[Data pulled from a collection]
*-*-*

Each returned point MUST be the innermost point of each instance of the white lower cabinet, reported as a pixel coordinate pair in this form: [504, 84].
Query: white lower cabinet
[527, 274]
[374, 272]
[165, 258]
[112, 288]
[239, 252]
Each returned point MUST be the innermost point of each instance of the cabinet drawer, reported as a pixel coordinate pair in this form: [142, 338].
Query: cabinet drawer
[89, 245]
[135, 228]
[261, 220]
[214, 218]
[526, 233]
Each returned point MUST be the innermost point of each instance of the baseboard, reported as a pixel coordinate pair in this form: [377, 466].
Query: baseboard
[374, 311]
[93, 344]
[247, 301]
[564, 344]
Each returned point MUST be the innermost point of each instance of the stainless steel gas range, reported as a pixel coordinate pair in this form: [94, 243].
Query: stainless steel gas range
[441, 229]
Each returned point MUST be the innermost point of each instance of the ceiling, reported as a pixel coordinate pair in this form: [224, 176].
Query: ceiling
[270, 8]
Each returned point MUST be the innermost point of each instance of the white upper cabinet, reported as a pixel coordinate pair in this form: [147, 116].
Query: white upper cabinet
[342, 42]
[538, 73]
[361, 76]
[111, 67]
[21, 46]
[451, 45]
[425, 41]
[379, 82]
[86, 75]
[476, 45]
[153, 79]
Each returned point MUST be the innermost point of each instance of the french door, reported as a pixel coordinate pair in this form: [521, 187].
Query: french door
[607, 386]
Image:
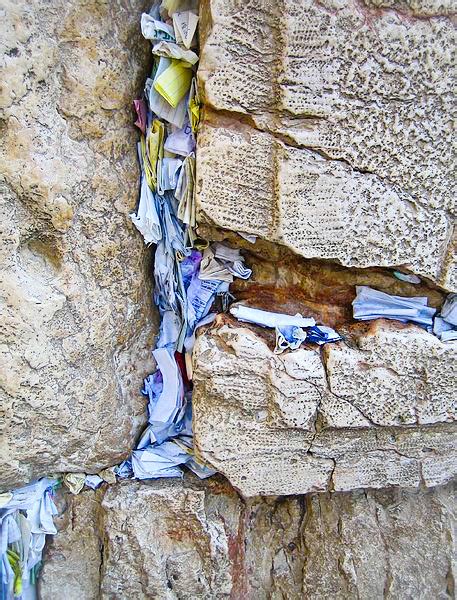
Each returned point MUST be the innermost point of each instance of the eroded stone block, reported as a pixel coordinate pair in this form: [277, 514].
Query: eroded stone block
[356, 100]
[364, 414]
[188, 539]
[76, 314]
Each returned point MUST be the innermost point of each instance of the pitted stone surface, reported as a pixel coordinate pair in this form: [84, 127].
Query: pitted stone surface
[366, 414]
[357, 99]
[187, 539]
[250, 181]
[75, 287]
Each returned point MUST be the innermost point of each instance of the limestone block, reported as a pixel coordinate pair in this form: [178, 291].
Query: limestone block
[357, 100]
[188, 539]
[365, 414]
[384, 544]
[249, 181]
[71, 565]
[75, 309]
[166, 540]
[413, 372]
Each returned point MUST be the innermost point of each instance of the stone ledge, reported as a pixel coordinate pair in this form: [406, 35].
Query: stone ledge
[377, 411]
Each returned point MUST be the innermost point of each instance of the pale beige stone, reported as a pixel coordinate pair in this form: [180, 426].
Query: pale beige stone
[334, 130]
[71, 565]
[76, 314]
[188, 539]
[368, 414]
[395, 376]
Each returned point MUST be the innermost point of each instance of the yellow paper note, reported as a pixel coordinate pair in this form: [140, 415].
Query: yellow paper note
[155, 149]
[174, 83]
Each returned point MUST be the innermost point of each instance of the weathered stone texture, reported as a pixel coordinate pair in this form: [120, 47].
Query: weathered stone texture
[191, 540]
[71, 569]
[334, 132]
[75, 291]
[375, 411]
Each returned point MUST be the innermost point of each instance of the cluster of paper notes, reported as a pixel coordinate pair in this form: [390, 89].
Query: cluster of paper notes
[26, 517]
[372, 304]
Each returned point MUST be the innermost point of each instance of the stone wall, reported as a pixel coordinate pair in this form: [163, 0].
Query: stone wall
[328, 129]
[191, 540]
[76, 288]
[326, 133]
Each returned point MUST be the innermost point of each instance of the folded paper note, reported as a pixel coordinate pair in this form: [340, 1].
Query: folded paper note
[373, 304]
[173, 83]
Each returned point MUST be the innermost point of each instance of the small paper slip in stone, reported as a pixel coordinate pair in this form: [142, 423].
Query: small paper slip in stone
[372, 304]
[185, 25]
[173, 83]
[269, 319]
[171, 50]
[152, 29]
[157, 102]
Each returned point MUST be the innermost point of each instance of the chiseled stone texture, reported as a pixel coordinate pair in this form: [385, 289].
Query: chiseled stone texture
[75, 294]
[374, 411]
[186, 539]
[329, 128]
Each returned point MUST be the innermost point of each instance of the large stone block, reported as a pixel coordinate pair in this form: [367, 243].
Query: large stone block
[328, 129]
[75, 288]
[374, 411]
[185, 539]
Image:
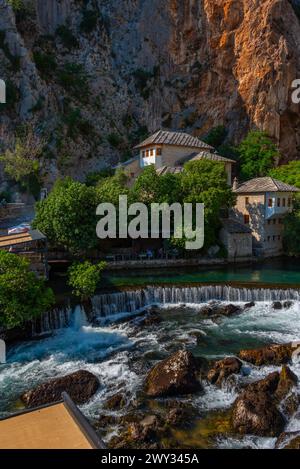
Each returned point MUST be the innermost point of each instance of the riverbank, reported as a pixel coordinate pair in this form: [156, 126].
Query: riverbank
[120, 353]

*-*-*

Brief: Convert the listing above into a Markdown table with the columns "No." and "Entry", one numbered row per line and blank lines skipped. Leave the pictures out.

Task response:
| No. | Entry |
|---|---|
| 1 | Each returned point MUST be the innermost point of each instance of the white lower cabinet, reported as a pixel coordinate pair in this form: [504, 84]. |
| 2 | Query: white lower cabinet |
| 3 | [527, 274] |
| 4 | [374, 272] |
| 5 | [165, 258] |
| 6 | [112, 288] |
| 7 | [239, 252] |
| 8 | Each returned point MUST be the innermost point of each instance of the cabinet drawer, reported as a pixel coordinate pair in this form: [142, 338]. |
| 9 | Query: cabinet drawer |
| 10 | [89, 245] |
| 11 | [135, 228] |
| 12 | [261, 220] |
| 13 | [214, 218] |
| 14 | [526, 233] |
| 15 | Each returned point MUST be the innermost point of each instance of the baseboard, reported as a pixel coordinate pair in this form: [377, 466]. |
| 16 | Query: baseboard |
| 17 | [374, 311] |
| 18 | [93, 344] |
| 19 | [247, 301] |
| 20 | [564, 344] |
| 21 | Each returned point MUST be the innermost point of each instance of the stainless steel gas range, reported as a pixel coordinate pair in this form: [94, 243]. |
| 22 | Query: stainless steel gas range |
| 23 | [441, 229] |
| 24 | Each returned point MUST be the innermost point of each instance of the ceiling, reported as a pixel coordinate pair in this form: [224, 176]. |
| 25 | Query: ceiling |
| 26 | [270, 8] |
| 27 | Each returned point MUST be the innermost point of each instance of the white upper cabinet, reported as a pixel coordinate pair in this form: [147, 116]. |
| 28 | Query: white upper cabinet |
| 29 | [342, 42] |
| 30 | [538, 73] |
| 31 | [361, 76] |
| 32 | [111, 67] |
| 33 | [21, 46] |
| 34 | [451, 45] |
| 35 | [425, 41] |
| 36 | [379, 82] |
| 37 | [86, 75] |
| 38 | [476, 45] |
| 39 | [153, 79] |
| 40 | Each returned point MUST be the innermost point of each instance of the french door, reported as a pixel coordinate pair in this form: [521, 187]. |
| 41 | Query: french door |
| 42 | [607, 386] |
| 43 | Image: |
| 44 | Each returned point MUST be the innermost point of each instance of the eroded stone block, reported as a pixel coordinate pair in this form: [277, 514]. |
| 45 | Query: eroded stone block |
| 46 | [356, 100] |
| 47 | [364, 414] |
| 48 | [188, 539] |
| 49 | [76, 314] |
| 50 | Each returned point MUST be the innermost point of each instance of the pitted stone surface, reported as a pixel coordinate pair in this form: [84, 127]. |
| 51 | Query: pitted stone surface |
| 52 | [366, 414] |
| 53 | [357, 99] |
| 54 | [187, 539] |
| 55 | [250, 181] |
| 56 | [75, 287] |
| 57 | Each returned point MUST be the innermost point of each instance of the limestone block, reported as a pixel coordinate pair in this form: [178, 291]. |
| 58 | Query: limestone block |
| 59 | [357, 100] |
| 60 | [188, 539] |
| 61 | [365, 414] |
| 62 | [384, 544] |
| 63 | [249, 181] |
| 64 | [71, 565] |
| 65 | [75, 309] |
| 66 | [166, 540] |
| 67 | [413, 372] |
| 68 | Each returned point MUST be the innermost point of each instance of the stone ledge, reported as a pixel coordinate pair in this form: [406, 35]. |
| 69 | Query: stone ledge |
| 70 | [377, 411] |
| 71 | Each returned point MUST be the innermost point of each instance of the pale beige stone, reported as a pixel coordinate pair in this form: [180, 426]. |
| 72 | Query: pale beige stone |
| 73 | [334, 130] |
| 74 | [71, 565] |
| 75 | [76, 314] |
| 76 | [188, 539] |
| 77 | [368, 414] |
| 78 | [395, 376] |
| 79 | Each returned point MUST be the innermost point of each instance of the yellow paper note, reported as a pixel coordinate pair in this form: [140, 415]. |
| 80 | Query: yellow paper note |
| 81 | [155, 149] |
| 82 | [174, 83] |
| 83 | Each returned point MUST be the innermost point of each instance of the weathered stone texture, reported as a pixel coordinate pair in this form: [120, 47]. |
| 84 | Query: weathered stone texture |
| 85 | [191, 540] |
| 86 | [71, 569] |
| 87 | [334, 132] |
| 88 | [75, 291] |
| 89 | [375, 411] |
| 90 | Each returned point MUST be the innermost point of each instance of the cluster of paper notes, reported as a pixel coordinate pair in this form: [390, 89]. |
| 91 | Query: cluster of paper notes |
| 92 | [26, 517] |
| 93 | [372, 304] |
| 94 | Each returned point MUST be the innermost point of each instance of the stone wall, reported as a pixel coordinate pair in this form: [163, 0]. |
| 95 | Query: stone wall |
| 96 | [328, 129] |
| 97 | [191, 540] |
| 98 | [76, 288] |
| 99 | [326, 133] |
| 100 | Each returned point MUST be the innermost point of each instance of the folded paper note, reported as a pixel coordinate pair in this form: [340, 1]. |
| 101 | Query: folded paper note |
| 102 | [373, 304] |
| 103 | [173, 83] |
| 104 | Each returned point MUST be the innermost point of each instance of the small paper slip in stone, reported as a pixel coordinate pair in this form: [142, 423]. |
| 105 | Query: small paper slip in stone |
| 106 | [372, 304] |
| 107 | [185, 25] |
| 108 | [173, 83] |
| 109 | [269, 319] |
| 110 | [171, 50] |
| 111 | [152, 29] |
| 112 | [157, 102] |
| 113 | Each returned point MUST be the innermost point of each instance of the chiseled stone texture, reported as a pixel coordinate pair in this form: [385, 289]. |
| 114 | Query: chiseled stone texture |
| 115 | [75, 294] |
| 116 | [374, 411] |
| 117 | [186, 539] |
| 118 | [329, 128] |
| 119 | Each returned point MUST be the innermost point of each instance of the large stone block, reported as a pixel coordinate pair in this form: [367, 243]. |
| 120 | Query: large stone block |
| 121 | [328, 129] |
| 122 | [75, 288] |
| 123 | [374, 411] |
| 124 | [185, 539] |
| 125 | Image: |
| 126 | Each returned point MUST be the innermost point of each instance of the riverbank, reported as a pixel coordinate pair in this form: [156, 126]. |
| 127 | Query: riverbank |
| 128 | [120, 353] |